> _Task requirements_: Among the entries that follow, find every line with the word "below" and list it.

> _Data provided_:
---+---

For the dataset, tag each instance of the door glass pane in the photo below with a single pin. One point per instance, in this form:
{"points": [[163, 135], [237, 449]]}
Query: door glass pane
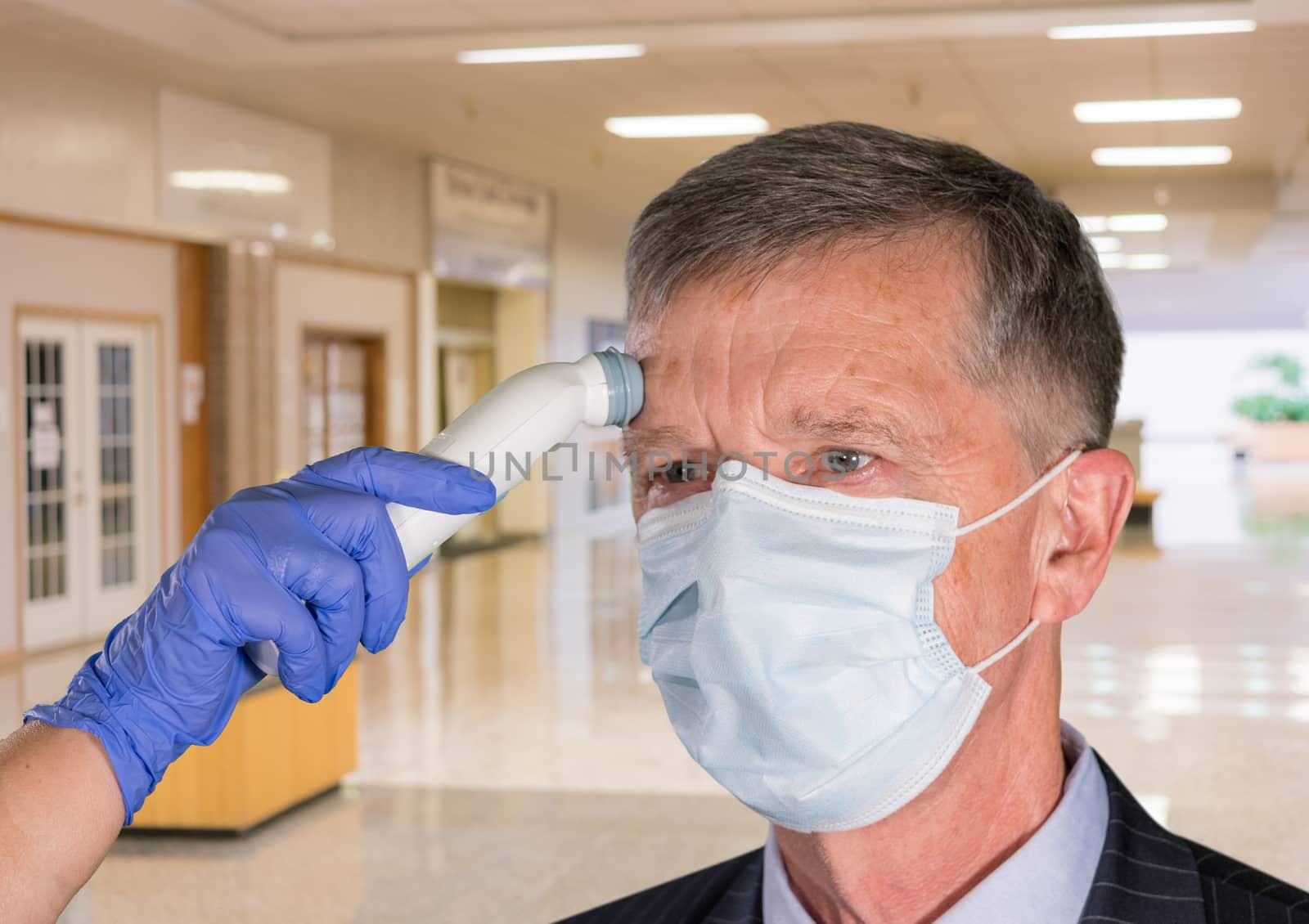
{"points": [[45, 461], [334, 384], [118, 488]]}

---+---

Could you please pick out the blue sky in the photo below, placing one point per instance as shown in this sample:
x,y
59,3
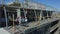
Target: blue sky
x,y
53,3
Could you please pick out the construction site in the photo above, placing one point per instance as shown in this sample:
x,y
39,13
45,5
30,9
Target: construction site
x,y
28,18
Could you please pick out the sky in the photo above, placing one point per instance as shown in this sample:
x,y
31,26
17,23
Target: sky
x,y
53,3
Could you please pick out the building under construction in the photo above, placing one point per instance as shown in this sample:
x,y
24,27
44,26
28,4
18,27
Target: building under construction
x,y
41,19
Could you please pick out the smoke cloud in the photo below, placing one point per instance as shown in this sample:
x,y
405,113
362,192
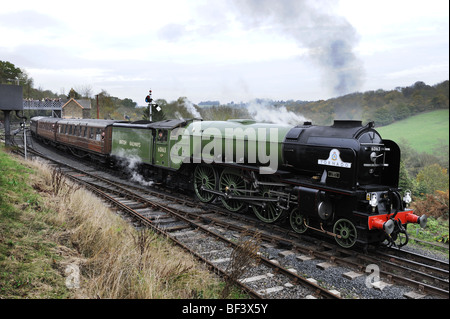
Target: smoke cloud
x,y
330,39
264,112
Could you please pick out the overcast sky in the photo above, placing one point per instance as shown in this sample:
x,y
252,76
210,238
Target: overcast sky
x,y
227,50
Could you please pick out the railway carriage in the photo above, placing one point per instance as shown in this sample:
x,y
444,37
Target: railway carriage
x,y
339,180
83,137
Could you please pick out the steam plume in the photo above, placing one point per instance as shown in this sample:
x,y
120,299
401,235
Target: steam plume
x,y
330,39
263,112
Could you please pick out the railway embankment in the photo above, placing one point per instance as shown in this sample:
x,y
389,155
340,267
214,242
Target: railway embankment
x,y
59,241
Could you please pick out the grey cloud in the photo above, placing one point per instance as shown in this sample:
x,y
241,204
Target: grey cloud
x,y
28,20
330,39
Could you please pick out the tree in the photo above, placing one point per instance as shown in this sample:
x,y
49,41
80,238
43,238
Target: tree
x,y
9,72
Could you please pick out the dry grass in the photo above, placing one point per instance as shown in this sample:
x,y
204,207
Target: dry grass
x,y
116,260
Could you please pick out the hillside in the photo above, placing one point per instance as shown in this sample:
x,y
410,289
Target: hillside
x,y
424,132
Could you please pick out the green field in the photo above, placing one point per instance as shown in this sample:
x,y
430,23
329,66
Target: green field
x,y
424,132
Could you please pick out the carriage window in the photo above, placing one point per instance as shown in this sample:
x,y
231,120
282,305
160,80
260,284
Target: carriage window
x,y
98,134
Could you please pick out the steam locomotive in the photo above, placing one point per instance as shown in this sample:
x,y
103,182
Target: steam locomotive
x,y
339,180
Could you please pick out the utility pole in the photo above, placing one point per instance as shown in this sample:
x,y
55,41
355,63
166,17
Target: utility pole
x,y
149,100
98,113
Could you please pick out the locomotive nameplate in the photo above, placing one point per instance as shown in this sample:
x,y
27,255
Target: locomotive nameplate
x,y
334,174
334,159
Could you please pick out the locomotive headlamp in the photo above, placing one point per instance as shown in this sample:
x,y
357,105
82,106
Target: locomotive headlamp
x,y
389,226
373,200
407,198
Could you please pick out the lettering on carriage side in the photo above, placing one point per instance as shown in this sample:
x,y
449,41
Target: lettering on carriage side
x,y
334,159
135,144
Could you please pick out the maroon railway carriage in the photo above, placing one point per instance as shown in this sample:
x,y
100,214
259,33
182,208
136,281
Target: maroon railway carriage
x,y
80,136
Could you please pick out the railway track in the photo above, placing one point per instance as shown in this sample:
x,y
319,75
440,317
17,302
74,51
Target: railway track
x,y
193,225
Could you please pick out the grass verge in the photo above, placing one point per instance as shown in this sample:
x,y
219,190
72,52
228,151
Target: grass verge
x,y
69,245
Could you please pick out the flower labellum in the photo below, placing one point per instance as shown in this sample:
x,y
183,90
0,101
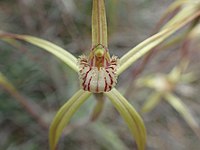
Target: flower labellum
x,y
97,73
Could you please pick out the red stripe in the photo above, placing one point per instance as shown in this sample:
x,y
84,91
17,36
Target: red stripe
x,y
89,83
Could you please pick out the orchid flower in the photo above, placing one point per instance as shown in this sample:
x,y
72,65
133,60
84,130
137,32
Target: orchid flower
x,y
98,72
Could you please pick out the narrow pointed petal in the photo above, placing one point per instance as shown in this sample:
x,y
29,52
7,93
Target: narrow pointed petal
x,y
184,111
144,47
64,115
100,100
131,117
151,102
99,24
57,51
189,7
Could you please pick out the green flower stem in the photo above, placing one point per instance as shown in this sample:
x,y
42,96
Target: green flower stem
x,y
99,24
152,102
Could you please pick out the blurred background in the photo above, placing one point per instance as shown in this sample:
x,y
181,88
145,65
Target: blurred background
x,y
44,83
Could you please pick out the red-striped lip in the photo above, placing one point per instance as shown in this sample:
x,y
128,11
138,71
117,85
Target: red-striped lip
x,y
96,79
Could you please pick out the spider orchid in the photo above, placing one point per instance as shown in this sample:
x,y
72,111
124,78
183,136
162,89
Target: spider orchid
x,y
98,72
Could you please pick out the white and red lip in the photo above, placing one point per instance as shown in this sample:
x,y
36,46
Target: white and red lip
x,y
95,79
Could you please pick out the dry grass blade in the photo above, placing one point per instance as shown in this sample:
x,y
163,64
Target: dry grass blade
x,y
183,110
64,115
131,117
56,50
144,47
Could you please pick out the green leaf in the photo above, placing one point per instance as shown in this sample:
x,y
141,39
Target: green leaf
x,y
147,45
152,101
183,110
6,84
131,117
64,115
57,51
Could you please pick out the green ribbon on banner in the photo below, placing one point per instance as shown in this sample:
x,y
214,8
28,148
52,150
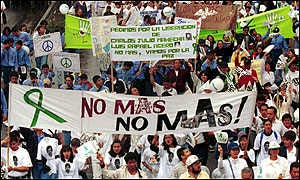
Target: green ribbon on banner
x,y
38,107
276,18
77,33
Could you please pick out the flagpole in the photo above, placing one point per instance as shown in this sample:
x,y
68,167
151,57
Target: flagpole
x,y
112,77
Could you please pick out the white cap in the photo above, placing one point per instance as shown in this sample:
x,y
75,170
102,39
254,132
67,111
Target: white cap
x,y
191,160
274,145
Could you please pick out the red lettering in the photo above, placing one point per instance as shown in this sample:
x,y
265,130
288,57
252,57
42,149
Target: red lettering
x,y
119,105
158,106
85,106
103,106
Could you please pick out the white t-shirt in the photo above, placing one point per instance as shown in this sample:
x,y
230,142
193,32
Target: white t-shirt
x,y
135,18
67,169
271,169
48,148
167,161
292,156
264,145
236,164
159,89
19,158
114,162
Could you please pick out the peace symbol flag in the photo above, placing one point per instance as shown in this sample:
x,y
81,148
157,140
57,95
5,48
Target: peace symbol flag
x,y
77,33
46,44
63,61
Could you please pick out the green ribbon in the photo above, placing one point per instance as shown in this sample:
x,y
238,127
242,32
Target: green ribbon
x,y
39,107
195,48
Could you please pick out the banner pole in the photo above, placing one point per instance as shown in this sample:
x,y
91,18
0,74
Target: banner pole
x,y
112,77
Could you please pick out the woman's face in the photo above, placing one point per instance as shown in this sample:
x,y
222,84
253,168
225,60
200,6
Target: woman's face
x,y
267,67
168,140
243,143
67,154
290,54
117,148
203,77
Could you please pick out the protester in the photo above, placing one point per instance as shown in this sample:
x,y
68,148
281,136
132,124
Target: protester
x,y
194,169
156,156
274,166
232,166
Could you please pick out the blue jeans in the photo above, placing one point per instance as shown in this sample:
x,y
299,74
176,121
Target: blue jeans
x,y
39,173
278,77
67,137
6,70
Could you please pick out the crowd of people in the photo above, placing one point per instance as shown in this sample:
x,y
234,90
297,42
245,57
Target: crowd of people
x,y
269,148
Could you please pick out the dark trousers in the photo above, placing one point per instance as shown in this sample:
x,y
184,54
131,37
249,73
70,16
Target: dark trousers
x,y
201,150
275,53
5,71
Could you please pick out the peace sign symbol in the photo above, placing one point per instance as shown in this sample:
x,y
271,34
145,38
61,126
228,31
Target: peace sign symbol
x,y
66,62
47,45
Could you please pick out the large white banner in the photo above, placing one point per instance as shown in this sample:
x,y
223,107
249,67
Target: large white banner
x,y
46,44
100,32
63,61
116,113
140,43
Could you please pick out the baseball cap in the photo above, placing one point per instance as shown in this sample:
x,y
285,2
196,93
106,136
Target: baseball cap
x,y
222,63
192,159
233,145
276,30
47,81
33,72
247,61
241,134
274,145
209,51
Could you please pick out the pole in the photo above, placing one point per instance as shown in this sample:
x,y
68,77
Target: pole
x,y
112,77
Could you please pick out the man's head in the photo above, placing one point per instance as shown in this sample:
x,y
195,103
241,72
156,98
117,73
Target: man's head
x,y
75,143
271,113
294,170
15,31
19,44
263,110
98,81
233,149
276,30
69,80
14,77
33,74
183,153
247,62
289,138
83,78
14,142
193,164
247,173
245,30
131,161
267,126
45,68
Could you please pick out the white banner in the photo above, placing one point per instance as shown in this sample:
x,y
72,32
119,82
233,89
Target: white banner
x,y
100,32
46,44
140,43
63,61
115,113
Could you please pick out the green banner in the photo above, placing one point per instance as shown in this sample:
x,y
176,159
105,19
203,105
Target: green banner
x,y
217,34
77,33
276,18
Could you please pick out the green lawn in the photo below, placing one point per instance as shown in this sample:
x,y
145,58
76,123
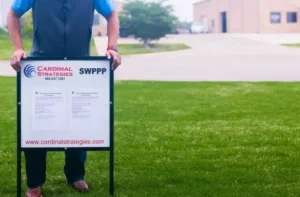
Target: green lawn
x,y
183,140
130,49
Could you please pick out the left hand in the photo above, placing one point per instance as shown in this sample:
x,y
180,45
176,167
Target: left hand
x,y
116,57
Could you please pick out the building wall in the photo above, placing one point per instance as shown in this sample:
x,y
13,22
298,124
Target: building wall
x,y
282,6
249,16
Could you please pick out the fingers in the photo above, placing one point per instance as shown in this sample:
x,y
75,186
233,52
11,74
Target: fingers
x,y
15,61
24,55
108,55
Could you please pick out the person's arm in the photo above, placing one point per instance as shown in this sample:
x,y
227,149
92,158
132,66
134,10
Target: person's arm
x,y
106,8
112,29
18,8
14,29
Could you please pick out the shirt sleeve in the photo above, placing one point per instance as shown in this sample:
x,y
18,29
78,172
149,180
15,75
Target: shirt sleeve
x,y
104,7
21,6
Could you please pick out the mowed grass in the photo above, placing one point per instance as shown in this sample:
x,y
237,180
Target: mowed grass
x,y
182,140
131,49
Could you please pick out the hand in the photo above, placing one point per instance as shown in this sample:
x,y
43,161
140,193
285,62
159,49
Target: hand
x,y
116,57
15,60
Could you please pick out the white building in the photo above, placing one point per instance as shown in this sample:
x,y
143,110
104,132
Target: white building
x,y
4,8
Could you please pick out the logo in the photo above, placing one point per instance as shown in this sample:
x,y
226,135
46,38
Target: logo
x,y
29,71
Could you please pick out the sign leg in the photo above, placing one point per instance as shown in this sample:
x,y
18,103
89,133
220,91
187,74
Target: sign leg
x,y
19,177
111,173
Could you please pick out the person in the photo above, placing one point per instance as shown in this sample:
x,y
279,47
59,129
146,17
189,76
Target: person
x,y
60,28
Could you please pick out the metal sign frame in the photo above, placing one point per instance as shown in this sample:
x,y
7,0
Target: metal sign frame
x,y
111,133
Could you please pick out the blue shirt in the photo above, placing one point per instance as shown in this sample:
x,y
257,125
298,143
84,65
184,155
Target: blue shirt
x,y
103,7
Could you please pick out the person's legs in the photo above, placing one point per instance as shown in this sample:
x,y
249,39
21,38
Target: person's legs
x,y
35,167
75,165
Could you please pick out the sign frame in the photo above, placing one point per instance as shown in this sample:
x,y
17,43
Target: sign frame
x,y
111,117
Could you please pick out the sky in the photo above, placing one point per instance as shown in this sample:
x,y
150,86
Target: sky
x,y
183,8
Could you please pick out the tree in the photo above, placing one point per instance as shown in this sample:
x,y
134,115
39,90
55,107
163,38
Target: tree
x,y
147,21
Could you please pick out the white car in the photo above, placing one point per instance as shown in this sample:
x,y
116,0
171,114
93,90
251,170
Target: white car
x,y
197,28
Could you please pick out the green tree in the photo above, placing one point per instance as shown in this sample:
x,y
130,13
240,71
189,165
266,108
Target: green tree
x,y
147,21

---+---

> _Exercise answer_:
For the dataset, tag each instance of the door glass pane in the photo below with a single pin. One point per instance, in this form:
Could you please pick out the blue sky in the photo below, placing one point per instance as shown in this sample:
Could you please pick out the smoke cloud in the photo below, placing one point per instance as shown in this sample:
Could you please pick out the flower labellum in the photo below, placing one point per instance as shown in this sample:
Could you please pick out the green ribbon on banner in the photo below, placing one point per instance as shown in this sample:
Could you please pick out the green lawn in the photo below, placing one point per instance as shown in this sample:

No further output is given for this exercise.